Data Management and IBM IIS Tools

IIS Tool Suite Overview

As per a study conducted by a leading market research and advisory company the data that we have generated in the past two years is many times more than that we generated in over two decades. It has not just multiplied, but have also become complex, varied and is being generated at much more rate than it ever was. These factors present a data integration challenge to the industries and businesses to be able to better utilize their data for help building strategies, provide services, introduce policy regulations such that their business is empowered to bridge or completely meet the gap for that matter between data and analytics.

IIS Tools Suite

Interpreting the Suite

Following are the components listed in the suite:

  1. The tool comes with a built-in staging area which is a separate schema within metadata repository. It allows you to analyze the imported contents, fix any duplicate metadata or identity issue and then reimport. It also allows you to preview the imports before it is shared to the repository thereby giving you a complete confidence in the enterprise metadata shared.
  2. Metadata Asset Manager can only be accessed by users with appropriate metadata user privileges.

InfoSphere Information Analyzer

This tool can help you understand the quality of your data which in turn help you to gain confidence in your data. If your organization despite having a data integration is facing anomalies in data, thereby decreasing the quality of data and causing more and more exceptions, then it is possible that the business rules and the transformation rules have not been framed with a complete understanding of data. This is where Information Analyzer (IA) is useful.

**Data lines:**
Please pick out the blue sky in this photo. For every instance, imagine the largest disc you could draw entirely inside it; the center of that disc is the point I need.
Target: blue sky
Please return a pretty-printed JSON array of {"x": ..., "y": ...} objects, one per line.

**Required task A:**
Reproduce verbatim the passage of the IIS tools article that starts at "Following are the" and ends with "metadata user privileges.".
**Required task B:**
According to the IIS tools article, what is the built-in staging area?

**Full response A:**
Following are the components listed in the suite:

  1. The tool comes with a built-in staging area which is a separate schema within metadata repository. It allows you to analyze the imported contents, fix any duplicate metadata or identity issue and then reimport. It also allows you to preview the imports before it is shared to the repository thereby giving you a complete confidence in the enterprise metadata shared.
  2. Metadata Asset Manager can only be accessed by users with appropriate metadata user privileges.

**Full response B:**
It is a separate schema within the metadata repository.